Exercise instructions: Reproduce the listing below in full, substituting "silver drawer pull" for every occurrence of "black cabinet pull handle" and leaving all other text unchanged.

Extracted material:

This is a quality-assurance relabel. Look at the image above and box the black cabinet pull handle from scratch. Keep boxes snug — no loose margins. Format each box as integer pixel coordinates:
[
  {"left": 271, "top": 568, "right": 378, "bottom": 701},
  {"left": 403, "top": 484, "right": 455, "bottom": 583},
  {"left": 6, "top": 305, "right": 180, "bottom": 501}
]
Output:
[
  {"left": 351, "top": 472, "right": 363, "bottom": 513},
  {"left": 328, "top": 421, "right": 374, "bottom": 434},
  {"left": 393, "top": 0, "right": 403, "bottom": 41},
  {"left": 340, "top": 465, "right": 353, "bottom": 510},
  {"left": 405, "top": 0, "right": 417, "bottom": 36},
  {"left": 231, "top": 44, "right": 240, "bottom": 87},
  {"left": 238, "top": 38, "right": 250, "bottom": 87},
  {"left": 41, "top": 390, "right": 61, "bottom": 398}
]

Response to the exercise:
This is a quality-assurance relabel. Look at the image above and box the silver drawer pull from scratch. Keep boxes snug — no loose margins. Format each box as integer pixel coordinates:
[
  {"left": 271, "top": 568, "right": 378, "bottom": 701},
  {"left": 403, "top": 484, "right": 455, "bottom": 583},
  {"left": 6, "top": 305, "right": 180, "bottom": 501}
]
Output:
[
  {"left": 351, "top": 472, "right": 363, "bottom": 513},
  {"left": 328, "top": 421, "right": 374, "bottom": 434},
  {"left": 393, "top": 0, "right": 403, "bottom": 41},
  {"left": 340, "top": 465, "right": 353, "bottom": 510},
  {"left": 405, "top": 0, "right": 417, "bottom": 36},
  {"left": 231, "top": 44, "right": 240, "bottom": 87},
  {"left": 238, "top": 38, "right": 250, "bottom": 87},
  {"left": 41, "top": 390, "right": 61, "bottom": 398}
]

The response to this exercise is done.